━━━ Page text ━━━

Despite pressure from his own advisors, the international community, NATO, and U.S. allies, Obama demurred on his “red line.” Obama instead opted for a Russian-brokered deal with the Assad regime, in which Assad would give up his chemical weapons arsenal. “I’m very proud of this moment,” Obama told Jeffery Goldberg of The Atlantic. “I believe ultimately it was the right decision to make,” Obama elaborated.

An Organization for the Prohibition of Chemical Weapons report in late August, 2016, found evidence to “indicate potentially undeclared chemical weapons-related activities.”

━━━ Dataset excerpts ━━━

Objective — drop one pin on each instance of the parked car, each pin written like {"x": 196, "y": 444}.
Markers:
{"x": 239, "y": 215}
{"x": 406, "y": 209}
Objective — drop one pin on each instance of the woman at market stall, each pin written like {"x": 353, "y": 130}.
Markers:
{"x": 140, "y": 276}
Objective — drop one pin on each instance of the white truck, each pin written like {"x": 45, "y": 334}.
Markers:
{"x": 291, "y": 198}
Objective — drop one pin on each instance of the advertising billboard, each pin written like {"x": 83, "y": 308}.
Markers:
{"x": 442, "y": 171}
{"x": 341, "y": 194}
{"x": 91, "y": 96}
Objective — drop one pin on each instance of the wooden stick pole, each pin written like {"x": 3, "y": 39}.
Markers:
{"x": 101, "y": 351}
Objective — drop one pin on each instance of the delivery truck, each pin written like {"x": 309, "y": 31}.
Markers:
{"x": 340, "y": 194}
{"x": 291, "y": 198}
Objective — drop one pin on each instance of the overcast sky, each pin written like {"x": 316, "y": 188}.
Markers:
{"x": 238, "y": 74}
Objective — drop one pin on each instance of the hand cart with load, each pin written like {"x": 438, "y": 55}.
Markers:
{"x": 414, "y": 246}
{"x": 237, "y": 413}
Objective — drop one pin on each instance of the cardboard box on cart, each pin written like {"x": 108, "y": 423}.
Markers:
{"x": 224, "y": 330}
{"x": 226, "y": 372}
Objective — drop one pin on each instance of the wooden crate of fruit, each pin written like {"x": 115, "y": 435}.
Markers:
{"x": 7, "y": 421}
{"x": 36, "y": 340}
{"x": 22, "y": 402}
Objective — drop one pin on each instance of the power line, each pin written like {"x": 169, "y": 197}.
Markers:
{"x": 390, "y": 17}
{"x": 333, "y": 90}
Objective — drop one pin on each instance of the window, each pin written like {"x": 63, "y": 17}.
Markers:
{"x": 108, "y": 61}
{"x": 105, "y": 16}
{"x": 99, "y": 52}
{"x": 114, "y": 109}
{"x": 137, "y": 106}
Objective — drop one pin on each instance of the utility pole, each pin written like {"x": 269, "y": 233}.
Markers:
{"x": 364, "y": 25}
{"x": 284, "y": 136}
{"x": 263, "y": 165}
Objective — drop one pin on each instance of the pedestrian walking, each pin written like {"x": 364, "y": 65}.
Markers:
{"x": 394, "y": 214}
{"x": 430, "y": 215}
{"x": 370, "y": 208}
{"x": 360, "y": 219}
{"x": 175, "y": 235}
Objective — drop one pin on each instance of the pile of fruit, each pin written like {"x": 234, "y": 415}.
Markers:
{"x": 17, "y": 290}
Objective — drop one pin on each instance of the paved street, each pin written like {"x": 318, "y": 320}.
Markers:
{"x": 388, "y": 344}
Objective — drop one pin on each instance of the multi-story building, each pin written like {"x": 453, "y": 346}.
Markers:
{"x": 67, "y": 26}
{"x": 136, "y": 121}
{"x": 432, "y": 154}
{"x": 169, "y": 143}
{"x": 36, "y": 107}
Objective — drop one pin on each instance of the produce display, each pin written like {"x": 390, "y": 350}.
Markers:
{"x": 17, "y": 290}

━━━

Exercise aim
Write the next few sentences of the passage on Obama's Syria "red line" decision, picking up after its final sentence.

Task result
“It is now impossible to deny that the Syrian regime has repeatedly used industrial chlorine as a weapon against its own people,” White House spokesman Ned Price even acknowledged after the report,

“It is crucial to hold those who use or intend to use chemicals as weapons accountable for their acts, as it is fundamental to deter all those who continue to believe that there is something to be gained in the use of toxic chemicals as weapons,” a U.N. report detailing Assad’s chemical weapons use closed.

Former U.S. Ambassador to Syria Robert Ford, himself an architect of the 2013 chemical weapons deal, told Foreign Policy in August, “The administration has worked itself into a position that’s just untenable. They look foolish.”